Task brief:
The lines to extract run from the first line of the entries through the line that contains "For each instance of the farm worker, drop"; reproduce exactly those lines and no others.

(Items from a data source)
-- Opening Marker --

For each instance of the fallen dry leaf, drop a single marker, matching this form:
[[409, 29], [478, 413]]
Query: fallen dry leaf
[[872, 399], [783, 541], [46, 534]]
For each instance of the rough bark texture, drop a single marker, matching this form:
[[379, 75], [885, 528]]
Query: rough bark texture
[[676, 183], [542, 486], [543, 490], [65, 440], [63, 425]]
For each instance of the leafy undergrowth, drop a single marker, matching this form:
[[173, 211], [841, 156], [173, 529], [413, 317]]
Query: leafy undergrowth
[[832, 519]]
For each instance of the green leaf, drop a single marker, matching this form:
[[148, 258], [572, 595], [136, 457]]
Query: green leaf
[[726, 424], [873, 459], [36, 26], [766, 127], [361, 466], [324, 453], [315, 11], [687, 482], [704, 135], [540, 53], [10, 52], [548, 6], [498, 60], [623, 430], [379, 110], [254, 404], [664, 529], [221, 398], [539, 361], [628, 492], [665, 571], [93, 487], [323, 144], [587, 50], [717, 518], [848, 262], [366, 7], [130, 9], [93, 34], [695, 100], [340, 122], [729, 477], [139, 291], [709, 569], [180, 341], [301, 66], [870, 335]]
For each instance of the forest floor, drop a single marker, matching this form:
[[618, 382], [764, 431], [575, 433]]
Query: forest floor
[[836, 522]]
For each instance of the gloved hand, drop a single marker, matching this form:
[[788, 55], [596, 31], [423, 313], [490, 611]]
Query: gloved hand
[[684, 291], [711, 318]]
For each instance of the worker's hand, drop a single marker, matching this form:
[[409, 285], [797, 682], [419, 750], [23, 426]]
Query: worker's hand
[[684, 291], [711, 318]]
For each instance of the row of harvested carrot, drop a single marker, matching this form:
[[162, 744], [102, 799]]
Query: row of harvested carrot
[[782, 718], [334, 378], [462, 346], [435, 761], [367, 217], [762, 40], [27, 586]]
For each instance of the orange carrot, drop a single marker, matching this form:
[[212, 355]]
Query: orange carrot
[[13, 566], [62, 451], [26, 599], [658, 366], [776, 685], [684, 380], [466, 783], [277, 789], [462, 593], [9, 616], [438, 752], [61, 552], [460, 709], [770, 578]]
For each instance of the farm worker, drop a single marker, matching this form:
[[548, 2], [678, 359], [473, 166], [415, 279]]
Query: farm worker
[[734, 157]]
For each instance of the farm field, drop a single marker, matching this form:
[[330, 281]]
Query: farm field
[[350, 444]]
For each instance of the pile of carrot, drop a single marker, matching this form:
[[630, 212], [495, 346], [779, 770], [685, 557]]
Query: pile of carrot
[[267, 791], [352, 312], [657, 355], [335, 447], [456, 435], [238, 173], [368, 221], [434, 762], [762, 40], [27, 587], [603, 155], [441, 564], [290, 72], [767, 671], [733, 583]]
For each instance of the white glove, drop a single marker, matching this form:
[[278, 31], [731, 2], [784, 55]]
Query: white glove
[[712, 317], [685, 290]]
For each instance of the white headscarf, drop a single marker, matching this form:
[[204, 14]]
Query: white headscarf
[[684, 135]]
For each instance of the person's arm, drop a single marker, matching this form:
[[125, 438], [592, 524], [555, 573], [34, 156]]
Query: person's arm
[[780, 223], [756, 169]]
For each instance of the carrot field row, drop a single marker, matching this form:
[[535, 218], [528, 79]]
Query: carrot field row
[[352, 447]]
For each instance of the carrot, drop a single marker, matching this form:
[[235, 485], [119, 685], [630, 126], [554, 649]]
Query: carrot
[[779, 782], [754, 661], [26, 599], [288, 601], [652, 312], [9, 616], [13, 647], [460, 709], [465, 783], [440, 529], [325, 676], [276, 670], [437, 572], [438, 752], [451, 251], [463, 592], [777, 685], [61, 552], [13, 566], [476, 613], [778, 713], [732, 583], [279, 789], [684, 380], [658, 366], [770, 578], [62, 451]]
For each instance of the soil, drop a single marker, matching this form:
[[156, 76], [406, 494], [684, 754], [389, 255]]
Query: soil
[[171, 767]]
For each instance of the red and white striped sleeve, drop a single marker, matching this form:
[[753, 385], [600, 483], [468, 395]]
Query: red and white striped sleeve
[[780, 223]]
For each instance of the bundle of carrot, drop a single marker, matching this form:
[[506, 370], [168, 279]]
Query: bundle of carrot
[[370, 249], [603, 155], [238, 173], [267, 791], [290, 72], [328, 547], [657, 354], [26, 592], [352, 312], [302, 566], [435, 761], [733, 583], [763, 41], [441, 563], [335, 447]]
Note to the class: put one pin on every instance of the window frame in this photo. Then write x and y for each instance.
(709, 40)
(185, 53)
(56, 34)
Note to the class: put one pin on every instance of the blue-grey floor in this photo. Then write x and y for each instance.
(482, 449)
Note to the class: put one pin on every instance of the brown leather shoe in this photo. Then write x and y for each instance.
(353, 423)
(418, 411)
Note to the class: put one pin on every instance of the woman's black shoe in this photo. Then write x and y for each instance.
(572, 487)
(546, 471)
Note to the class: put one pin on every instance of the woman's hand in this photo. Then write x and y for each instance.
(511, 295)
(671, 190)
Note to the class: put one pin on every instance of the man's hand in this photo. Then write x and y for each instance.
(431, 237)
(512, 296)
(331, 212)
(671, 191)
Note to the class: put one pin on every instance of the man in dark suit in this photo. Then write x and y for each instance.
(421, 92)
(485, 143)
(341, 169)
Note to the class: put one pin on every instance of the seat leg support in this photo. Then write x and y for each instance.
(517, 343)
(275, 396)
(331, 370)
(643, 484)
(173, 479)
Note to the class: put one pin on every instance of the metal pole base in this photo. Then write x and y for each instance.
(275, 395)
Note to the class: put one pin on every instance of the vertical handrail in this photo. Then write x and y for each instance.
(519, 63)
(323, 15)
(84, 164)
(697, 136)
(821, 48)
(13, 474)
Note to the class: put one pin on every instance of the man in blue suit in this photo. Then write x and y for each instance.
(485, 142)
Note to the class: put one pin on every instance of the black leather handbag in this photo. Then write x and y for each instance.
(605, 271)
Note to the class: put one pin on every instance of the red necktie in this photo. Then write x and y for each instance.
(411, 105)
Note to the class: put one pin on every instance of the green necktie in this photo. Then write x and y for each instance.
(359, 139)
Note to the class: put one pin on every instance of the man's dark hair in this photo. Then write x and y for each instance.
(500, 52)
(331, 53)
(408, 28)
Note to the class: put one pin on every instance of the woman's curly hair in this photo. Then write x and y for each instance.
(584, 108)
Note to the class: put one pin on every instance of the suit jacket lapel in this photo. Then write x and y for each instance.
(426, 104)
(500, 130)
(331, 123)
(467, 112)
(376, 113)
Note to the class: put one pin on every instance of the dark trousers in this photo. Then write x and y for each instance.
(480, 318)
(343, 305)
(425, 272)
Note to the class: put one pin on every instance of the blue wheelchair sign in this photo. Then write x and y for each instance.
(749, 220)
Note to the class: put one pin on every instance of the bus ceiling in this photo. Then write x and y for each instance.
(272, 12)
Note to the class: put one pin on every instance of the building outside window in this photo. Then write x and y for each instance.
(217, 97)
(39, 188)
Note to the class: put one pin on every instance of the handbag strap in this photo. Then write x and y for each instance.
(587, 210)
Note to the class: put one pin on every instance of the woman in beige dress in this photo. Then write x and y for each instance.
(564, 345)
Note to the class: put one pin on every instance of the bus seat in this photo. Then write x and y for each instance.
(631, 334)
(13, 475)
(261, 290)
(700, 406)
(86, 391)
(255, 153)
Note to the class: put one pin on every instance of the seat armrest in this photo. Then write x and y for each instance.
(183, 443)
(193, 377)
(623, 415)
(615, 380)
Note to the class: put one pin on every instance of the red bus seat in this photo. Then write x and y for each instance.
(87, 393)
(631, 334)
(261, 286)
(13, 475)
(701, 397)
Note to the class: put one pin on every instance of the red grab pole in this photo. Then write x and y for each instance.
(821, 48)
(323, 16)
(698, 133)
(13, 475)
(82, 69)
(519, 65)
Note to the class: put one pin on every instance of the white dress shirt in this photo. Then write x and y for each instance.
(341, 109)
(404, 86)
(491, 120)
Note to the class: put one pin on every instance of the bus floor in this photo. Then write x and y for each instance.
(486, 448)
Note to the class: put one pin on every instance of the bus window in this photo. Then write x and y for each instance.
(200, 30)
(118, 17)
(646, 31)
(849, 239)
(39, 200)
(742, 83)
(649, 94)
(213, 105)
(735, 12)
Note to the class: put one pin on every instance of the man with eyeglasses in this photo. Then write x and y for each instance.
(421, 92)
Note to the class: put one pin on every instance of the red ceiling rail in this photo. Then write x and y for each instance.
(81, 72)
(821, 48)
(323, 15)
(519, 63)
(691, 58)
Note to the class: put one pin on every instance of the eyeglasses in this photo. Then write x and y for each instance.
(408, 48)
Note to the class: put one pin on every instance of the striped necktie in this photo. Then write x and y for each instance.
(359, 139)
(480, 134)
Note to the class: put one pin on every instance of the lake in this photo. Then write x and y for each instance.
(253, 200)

-- Closing Marker --

Problem solution:
For each instance of the fallen dry leaf, drop a single marker, matching this form:
[[409, 29], [478, 413]]
Query: fallen dry leaf
[[872, 399], [783, 541], [46, 534]]
For each instance of the rough bark texture, drop a single marker, matching this form:
[[379, 75], [885, 528]]
Query: rough bark texture
[[676, 183], [542, 486], [543, 490], [65, 440], [63, 425]]
For each instance of the leafy undergrowth, drop a single marker, matching this form:
[[173, 211], [841, 156], [173, 529], [413, 317]]
Query: leafy undergrowth
[[832, 519]]
For each instance of the green leaf, drop a single marker, matching this form:
[[148, 258], [572, 595], [136, 457]]
Query: green leaf
[[726, 424], [873, 459], [36, 26], [766, 127], [361, 466], [324, 453], [315, 11], [687, 482], [704, 135], [540, 53], [10, 52], [548, 6], [498, 60], [623, 430], [379, 110], [254, 404], [664, 529], [221, 398], [539, 361], [628, 492], [665, 571], [93, 487], [323, 144], [587, 50], [717, 518], [848, 262], [366, 7], [130, 9], [93, 34], [695, 100], [340, 122], [729, 477], [139, 291], [709, 569], [180, 341], [301, 66], [870, 335]]
For each instance of the forest floor, drop a single marker, matching this form:
[[618, 382], [764, 431], [575, 433]]
Query: forest floor
[[836, 522]]
For each instance of the gloved hand, drop a single marker, matching this form:
[[788, 55], [596, 31], [423, 313], [490, 611]]
Query: gloved hand
[[684, 291], [711, 318]]
For each instance of the worker's hand, drop a single marker, matching this form:
[[409, 285], [797, 682], [419, 750], [23, 426]]
Query: worker's hand
[[684, 291], [711, 318]]
For each instance of the row of harvested carrot, drop a single marker, matching this form:
[[162, 744], [102, 799]]
Query: row of harvested carrot
[[782, 718], [334, 378], [462, 346], [435, 761], [367, 217], [762, 40], [27, 586]]
For each instance of the orange carrot, drop a single marker, matching this form:
[[212, 355]]
Query: orange carrot
[[13, 566], [62, 451], [26, 599], [658, 366], [776, 685], [684, 380], [466, 783], [277, 789], [462, 593], [9, 616], [438, 752], [61, 552], [460, 709], [770, 578]]
For each instance of the farm worker, drop a single marker, matching this form:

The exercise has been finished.